INFORMATION Block Start

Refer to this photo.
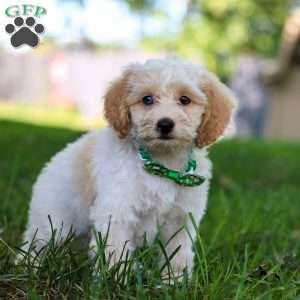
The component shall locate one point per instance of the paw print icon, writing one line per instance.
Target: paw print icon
(24, 32)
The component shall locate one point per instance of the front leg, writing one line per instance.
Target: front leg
(109, 219)
(118, 241)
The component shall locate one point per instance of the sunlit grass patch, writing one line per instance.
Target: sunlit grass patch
(47, 115)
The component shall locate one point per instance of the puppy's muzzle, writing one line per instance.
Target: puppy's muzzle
(165, 126)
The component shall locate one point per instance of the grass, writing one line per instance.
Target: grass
(248, 246)
(47, 115)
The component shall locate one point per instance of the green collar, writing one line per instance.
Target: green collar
(187, 178)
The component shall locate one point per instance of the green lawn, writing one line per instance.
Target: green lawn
(250, 236)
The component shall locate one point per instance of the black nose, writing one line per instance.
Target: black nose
(165, 126)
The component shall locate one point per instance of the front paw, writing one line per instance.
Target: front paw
(181, 262)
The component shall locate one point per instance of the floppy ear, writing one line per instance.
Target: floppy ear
(221, 103)
(115, 108)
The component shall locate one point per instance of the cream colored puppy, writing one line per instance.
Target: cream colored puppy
(173, 110)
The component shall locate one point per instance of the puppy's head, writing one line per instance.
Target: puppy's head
(167, 103)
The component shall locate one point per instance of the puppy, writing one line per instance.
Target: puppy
(132, 176)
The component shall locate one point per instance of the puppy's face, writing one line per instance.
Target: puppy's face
(168, 103)
(165, 106)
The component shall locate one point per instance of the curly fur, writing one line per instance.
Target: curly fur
(99, 179)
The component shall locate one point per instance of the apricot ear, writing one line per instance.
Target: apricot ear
(221, 103)
(115, 109)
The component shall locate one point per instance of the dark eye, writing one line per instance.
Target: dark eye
(184, 100)
(148, 100)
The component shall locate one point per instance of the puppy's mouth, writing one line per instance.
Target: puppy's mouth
(165, 137)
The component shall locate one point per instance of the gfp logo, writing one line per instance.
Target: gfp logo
(25, 30)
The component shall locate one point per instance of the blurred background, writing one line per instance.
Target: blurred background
(253, 45)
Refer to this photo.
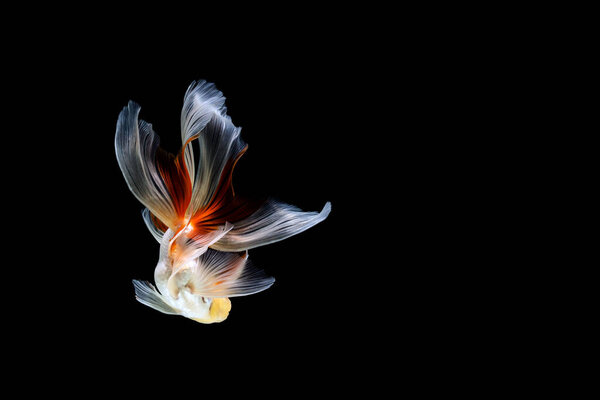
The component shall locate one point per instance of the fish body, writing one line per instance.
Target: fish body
(203, 228)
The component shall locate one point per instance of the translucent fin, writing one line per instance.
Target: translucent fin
(218, 274)
(273, 222)
(192, 243)
(201, 101)
(147, 294)
(156, 233)
(153, 184)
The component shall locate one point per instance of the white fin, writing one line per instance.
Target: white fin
(156, 233)
(136, 145)
(274, 221)
(147, 294)
(218, 274)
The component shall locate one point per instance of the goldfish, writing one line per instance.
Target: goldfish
(204, 229)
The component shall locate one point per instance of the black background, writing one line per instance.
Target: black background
(322, 119)
(303, 122)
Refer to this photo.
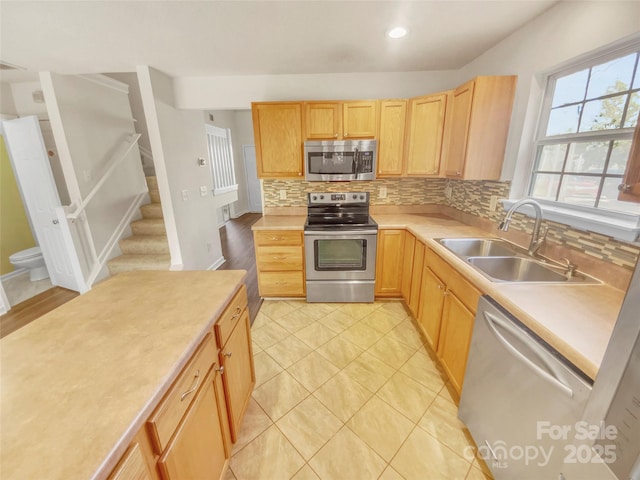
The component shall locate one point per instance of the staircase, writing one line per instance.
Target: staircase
(147, 248)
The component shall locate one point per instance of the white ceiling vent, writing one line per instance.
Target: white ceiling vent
(9, 66)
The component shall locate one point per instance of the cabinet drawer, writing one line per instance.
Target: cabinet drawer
(279, 258)
(281, 284)
(164, 421)
(229, 318)
(464, 290)
(280, 237)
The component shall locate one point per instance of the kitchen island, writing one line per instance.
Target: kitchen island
(79, 383)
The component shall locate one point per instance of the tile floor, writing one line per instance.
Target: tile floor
(348, 391)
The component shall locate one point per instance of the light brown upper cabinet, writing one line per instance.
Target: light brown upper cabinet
(277, 128)
(478, 128)
(393, 115)
(425, 134)
(340, 120)
(630, 186)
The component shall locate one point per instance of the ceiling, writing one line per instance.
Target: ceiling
(209, 38)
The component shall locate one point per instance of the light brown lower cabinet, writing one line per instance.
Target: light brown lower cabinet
(189, 435)
(197, 450)
(389, 259)
(448, 304)
(239, 374)
(280, 263)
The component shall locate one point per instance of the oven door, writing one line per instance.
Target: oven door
(340, 255)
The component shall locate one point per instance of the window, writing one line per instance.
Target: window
(584, 137)
(221, 157)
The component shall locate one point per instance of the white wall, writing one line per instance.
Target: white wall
(177, 140)
(22, 93)
(91, 120)
(7, 105)
(131, 79)
(237, 92)
(241, 125)
(566, 31)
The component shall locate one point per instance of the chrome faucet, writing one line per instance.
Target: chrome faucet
(537, 236)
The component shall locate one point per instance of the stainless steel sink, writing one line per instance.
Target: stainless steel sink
(516, 269)
(478, 247)
(501, 261)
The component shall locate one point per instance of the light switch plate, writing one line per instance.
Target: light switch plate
(493, 203)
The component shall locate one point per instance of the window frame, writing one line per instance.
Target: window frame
(621, 225)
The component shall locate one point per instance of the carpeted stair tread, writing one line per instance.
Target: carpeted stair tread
(148, 226)
(144, 244)
(151, 210)
(129, 262)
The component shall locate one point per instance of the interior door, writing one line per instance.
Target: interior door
(30, 163)
(253, 183)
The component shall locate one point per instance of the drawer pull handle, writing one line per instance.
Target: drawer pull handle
(193, 388)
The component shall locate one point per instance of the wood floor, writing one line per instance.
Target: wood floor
(27, 311)
(237, 247)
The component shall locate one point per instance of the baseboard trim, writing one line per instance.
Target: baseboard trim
(215, 265)
(15, 273)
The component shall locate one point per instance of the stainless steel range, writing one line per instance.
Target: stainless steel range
(340, 241)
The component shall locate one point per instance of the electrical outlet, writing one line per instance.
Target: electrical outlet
(493, 203)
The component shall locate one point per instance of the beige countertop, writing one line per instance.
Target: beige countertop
(280, 222)
(577, 320)
(78, 383)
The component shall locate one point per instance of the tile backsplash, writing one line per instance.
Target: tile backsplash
(400, 191)
(471, 197)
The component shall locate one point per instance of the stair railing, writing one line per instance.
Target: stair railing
(99, 259)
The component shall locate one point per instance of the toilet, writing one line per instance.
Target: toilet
(32, 260)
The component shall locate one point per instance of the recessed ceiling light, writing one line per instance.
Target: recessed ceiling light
(397, 32)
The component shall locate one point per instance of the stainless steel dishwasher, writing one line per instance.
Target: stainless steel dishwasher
(521, 400)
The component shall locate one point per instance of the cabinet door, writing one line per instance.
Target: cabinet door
(416, 278)
(455, 337)
(430, 308)
(359, 119)
(407, 265)
(426, 128)
(197, 449)
(389, 258)
(277, 130)
(459, 129)
(393, 115)
(239, 375)
(323, 120)
(630, 185)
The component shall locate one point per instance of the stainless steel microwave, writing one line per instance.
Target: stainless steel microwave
(340, 160)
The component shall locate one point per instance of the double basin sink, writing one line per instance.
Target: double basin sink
(502, 261)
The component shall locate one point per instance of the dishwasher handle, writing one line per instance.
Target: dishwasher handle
(492, 320)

INFORMATION Block End

YOUR INSTRUCTIONS: Looking at the data above, write out exactly the lines that start at the one containing "Target: cabinet door" and end at the one containing "dishwasher handle, writing one line per instance."; include both and nothing beyond.

TASK RESPONSE:
Target: cabinet door
(416, 278)
(455, 337)
(430, 308)
(359, 119)
(407, 265)
(426, 128)
(197, 449)
(389, 258)
(277, 130)
(459, 129)
(393, 115)
(239, 375)
(323, 120)
(630, 185)
The component shall locate one point per instance of the stainless steel microwave, writing one line per instance.
Target: stainless steel microwave
(340, 160)
The component shall locate one point per instance of the double basin sink, writing one line per instance.
Target: double basin sink
(502, 261)
The component shall locate one point per instance of the dishwasher handle, writing one line per instance.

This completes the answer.